RUMUSAN SOAL.
Jawab pertanyaan berikut berdasarkan kutipan tentang Gajah Mada dan Bima di bawah.
(a) Pada abad ke berapa Gajah Mada hidup?
(b) Di mana letak pusat Kerajaan Majapahit?
(c) Di bagian mana dari Pulau Sumbawa "jejak-jejak" yang diduga berhubungan dengan Sang Mahapatih terserak?

─── KUTIPAN TERPILIH

SEBAGIAN orang Bima percaya, Gajah Mada sebetulnya juga
orang Bima. Bagi awam, ini keyakinan yang agak janggal. Apa mungkin
kerajaan Jawa Majapahit mau mengangkat seorang ”asing” sebagai mahapatih
alias panglima perangnya?
Gajah Mada adalah tokoh yang hidup
pada abad ke-14, masa hubungan antar-etnis di Nusantara pastinya belum
seakrab sekarang. Untuk ukuran masa itu, Bima merupakan daerah yang
letaknya relatif jauh dari pusat Kerajaan Majapahit di Kediri, Jawa
Timur.
Memang, bukannya tak mungkin Gajah Mada orang Bima.
”Jejak-jejak” masa silam yang diduga berhubungan dengan Sang Mahapatih
terserak di berbagai tempat di ujung timur Pulau Sumbawa itu.

──────
─── MATERI YANG DISEDIAKAN

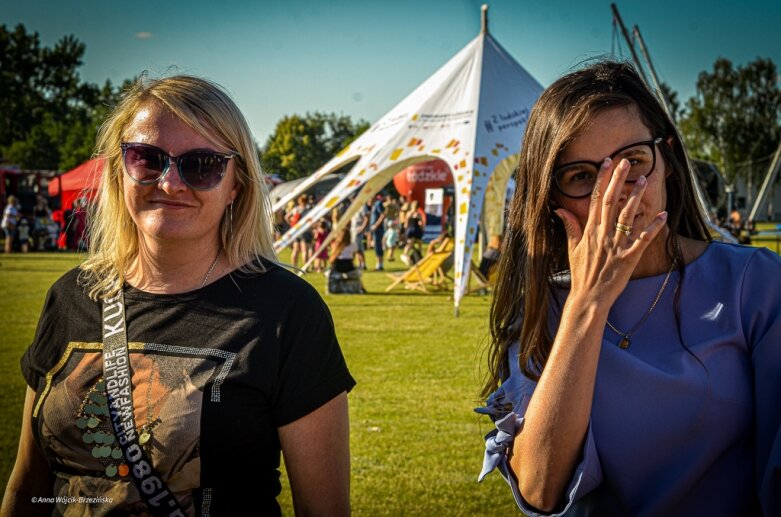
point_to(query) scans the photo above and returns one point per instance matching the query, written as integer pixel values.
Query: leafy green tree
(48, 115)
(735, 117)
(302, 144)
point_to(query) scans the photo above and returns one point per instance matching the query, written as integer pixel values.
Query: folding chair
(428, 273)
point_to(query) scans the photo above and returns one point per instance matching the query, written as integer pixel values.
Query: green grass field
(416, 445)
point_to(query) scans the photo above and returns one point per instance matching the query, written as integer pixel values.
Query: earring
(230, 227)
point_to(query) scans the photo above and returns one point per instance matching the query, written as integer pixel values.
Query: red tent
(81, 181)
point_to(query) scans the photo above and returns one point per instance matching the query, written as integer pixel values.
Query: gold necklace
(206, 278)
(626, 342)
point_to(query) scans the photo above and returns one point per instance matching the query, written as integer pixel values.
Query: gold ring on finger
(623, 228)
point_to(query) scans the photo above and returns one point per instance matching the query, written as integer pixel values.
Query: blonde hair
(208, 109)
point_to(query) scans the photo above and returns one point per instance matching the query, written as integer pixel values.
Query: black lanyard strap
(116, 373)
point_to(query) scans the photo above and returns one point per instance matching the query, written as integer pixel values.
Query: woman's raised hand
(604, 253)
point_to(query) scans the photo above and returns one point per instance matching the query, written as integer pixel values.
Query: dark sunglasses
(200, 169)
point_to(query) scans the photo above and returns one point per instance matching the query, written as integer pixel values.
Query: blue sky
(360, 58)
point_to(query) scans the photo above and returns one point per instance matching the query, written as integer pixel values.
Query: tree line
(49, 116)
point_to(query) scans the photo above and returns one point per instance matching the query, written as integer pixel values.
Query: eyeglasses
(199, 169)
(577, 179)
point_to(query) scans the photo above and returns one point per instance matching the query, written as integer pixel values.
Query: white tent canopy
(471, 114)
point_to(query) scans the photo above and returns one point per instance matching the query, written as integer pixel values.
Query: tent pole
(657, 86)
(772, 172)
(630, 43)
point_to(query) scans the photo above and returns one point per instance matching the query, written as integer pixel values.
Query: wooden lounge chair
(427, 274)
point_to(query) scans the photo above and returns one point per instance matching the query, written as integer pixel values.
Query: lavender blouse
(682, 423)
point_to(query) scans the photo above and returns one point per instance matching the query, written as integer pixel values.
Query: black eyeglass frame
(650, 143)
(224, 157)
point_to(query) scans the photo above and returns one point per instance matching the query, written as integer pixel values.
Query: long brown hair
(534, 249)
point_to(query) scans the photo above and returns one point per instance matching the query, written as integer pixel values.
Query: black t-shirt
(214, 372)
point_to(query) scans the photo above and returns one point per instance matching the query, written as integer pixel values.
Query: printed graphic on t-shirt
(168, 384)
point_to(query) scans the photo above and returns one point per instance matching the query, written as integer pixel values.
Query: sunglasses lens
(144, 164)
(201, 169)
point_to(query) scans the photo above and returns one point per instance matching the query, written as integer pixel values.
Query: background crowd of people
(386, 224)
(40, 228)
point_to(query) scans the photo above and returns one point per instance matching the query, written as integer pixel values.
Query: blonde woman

──────

KELUARAN YANG DIHARAPKAN.
(a) Abad ke-14.
(b) Di Kediri, Jawa Timur.
(c) Di berbagai tempat di ujung timur Pulau Sumbawa.